### Work request
Reproduce the listing exactly, please, with every line intact.

### Task data
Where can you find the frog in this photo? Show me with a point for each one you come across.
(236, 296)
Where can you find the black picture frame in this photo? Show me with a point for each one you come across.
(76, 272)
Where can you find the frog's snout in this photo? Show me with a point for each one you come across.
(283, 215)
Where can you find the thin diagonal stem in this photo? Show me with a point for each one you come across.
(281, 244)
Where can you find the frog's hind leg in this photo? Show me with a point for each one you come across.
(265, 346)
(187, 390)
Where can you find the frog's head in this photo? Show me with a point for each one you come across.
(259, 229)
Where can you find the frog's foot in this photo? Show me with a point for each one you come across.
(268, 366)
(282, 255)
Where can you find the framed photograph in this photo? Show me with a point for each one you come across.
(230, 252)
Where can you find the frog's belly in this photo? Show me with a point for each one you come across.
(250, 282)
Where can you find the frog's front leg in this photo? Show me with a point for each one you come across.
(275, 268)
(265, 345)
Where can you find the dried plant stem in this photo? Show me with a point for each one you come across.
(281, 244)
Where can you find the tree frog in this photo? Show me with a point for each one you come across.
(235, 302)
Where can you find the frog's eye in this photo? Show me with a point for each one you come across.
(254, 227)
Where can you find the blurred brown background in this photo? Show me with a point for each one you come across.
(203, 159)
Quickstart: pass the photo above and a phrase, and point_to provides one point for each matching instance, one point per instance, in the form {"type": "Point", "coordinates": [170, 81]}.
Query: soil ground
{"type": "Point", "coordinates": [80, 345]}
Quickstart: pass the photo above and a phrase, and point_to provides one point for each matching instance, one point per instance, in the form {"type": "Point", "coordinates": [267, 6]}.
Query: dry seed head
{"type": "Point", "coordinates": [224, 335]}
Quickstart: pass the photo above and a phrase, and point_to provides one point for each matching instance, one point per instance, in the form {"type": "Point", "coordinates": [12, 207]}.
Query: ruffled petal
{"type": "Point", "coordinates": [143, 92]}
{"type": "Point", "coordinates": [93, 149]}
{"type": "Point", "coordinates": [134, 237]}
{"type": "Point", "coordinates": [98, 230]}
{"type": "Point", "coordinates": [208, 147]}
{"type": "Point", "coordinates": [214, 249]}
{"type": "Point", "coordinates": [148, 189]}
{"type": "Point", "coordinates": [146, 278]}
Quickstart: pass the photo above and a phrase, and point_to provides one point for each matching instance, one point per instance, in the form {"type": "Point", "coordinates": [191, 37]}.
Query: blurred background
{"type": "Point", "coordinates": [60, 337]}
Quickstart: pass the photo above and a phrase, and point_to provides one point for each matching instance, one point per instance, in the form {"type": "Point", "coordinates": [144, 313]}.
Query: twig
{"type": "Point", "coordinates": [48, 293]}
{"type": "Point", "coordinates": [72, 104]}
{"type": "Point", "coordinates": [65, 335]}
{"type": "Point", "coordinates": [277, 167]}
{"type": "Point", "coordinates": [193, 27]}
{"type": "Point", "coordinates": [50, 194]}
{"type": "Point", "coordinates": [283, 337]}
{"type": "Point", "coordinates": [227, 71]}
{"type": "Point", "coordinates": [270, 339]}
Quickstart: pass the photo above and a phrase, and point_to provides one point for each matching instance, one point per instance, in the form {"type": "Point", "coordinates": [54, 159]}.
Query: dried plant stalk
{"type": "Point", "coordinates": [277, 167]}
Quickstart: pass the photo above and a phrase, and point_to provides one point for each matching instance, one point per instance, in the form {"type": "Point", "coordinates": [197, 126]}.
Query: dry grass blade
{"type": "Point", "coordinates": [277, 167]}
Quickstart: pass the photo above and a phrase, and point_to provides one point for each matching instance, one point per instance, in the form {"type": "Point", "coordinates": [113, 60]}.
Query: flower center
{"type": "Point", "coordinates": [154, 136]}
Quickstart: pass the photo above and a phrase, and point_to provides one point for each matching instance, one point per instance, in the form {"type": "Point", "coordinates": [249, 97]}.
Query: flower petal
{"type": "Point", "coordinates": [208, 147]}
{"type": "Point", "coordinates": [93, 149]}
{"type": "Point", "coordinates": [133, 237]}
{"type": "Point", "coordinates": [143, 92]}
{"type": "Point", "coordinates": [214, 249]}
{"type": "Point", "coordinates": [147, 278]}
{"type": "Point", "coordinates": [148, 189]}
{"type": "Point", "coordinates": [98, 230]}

### Response box
Where can you find the frog in this photo? Show me with a point for each one you come across.
(236, 296)
Where can you find the black picture frame in this photo? Show me with a point for each one you come across.
(76, 272)
Where can you find the frog's snout in this photo? Show me with a point for each one you come across.
(283, 215)
Where can you find the thin diagonal stem in this photo? Show me with a point for each one you come across.
(281, 244)
Where can you find the frog's hind leg in this photo? Show me with a point for each one you come across.
(265, 346)
(187, 390)
Where can you find the frog's head in this photo? Show me with a point for each one you come across.
(259, 229)
Where can you find the frog's foot in this photo? Show me with a point for each one you come across.
(268, 366)
(282, 255)
Where can you find the framed photograph in this photo? Show me with a point for each one you come across.
(230, 252)
Where can you find the frog's belly in this photo? Show me with a point for each one you come across.
(250, 282)
Where can you find the frog's front leg in this photo? Show me with a point for each one you come across.
(275, 268)
(265, 345)
Where can you find the dried plant stem in this photo? Show me with a point for each one you come across.
(281, 244)
Where can you find the tree frog in this photo? Show me with a point for each one you come across.
(235, 302)
Where can you find the frog's eye in this photo? Show me with a point for each one you come across.
(254, 227)
Where can you find the blurred brown background in this photo? Show me with a point for each one you come across.
(203, 159)
Quickstart: pass the photo above and a phrase, and point_to provides one point for each matching instance, one point per instance, in the form {"type": "Point", "coordinates": [170, 81]}.
Query: soil ground
{"type": "Point", "coordinates": [80, 345]}
Quickstart: pass the photo above and a phrase, and point_to provides one point for each matching instance, one point per instance, in the form {"type": "Point", "coordinates": [267, 6]}.
Query: dry seed head
{"type": "Point", "coordinates": [224, 335]}
Quickstart: pass the photo above and a phrase, and point_to provides one point for each matching instance, one point per instance, in the form {"type": "Point", "coordinates": [12, 207]}.
Query: ruffled petal
{"type": "Point", "coordinates": [143, 92]}
{"type": "Point", "coordinates": [93, 149]}
{"type": "Point", "coordinates": [134, 237]}
{"type": "Point", "coordinates": [98, 230]}
{"type": "Point", "coordinates": [208, 147]}
{"type": "Point", "coordinates": [214, 249]}
{"type": "Point", "coordinates": [148, 189]}
{"type": "Point", "coordinates": [146, 278]}
Quickstart: pass the photo above and a phrase, and point_to provides one point for each matching instance, one point per instance, in the form {"type": "Point", "coordinates": [191, 37]}.
Query: blurred background
{"type": "Point", "coordinates": [60, 337]}
Quickstart: pass the photo above and a phrase, and point_to provides one point for each matching instance, one point per instance, in the form {"type": "Point", "coordinates": [144, 313]}.
Query: twig
{"type": "Point", "coordinates": [48, 293]}
{"type": "Point", "coordinates": [72, 104]}
{"type": "Point", "coordinates": [65, 335]}
{"type": "Point", "coordinates": [277, 167]}
{"type": "Point", "coordinates": [193, 27]}
{"type": "Point", "coordinates": [50, 194]}
{"type": "Point", "coordinates": [283, 337]}
{"type": "Point", "coordinates": [227, 71]}
{"type": "Point", "coordinates": [270, 339]}
Quickstart: pass the photo above and a phrase, and point_to provides one point for each matching instance, one point per instance, in the form {"type": "Point", "coordinates": [54, 159]}.
Query: dried plant stalk
{"type": "Point", "coordinates": [277, 167]}
Quickstart: pass the photo above and a phrase, and point_to provides one point for each matching instance, one point per instance, in the form {"type": "Point", "coordinates": [197, 126]}.
Query: dry grass blade
{"type": "Point", "coordinates": [277, 167]}
Quickstart: pass the photo above and a phrase, and point_to provides one point for each matching instance, one point per instance, in the form {"type": "Point", "coordinates": [113, 60]}.
Query: flower center
{"type": "Point", "coordinates": [154, 136]}
Quickstart: pass the photo above and a phrase, and point_to provides one point for each matching instance, one point per instance, in the form {"type": "Point", "coordinates": [249, 97]}.
Query: flower petal
{"type": "Point", "coordinates": [208, 147]}
{"type": "Point", "coordinates": [93, 149]}
{"type": "Point", "coordinates": [133, 237]}
{"type": "Point", "coordinates": [143, 92]}
{"type": "Point", "coordinates": [214, 249]}
{"type": "Point", "coordinates": [147, 278]}
{"type": "Point", "coordinates": [148, 189]}
{"type": "Point", "coordinates": [98, 230]}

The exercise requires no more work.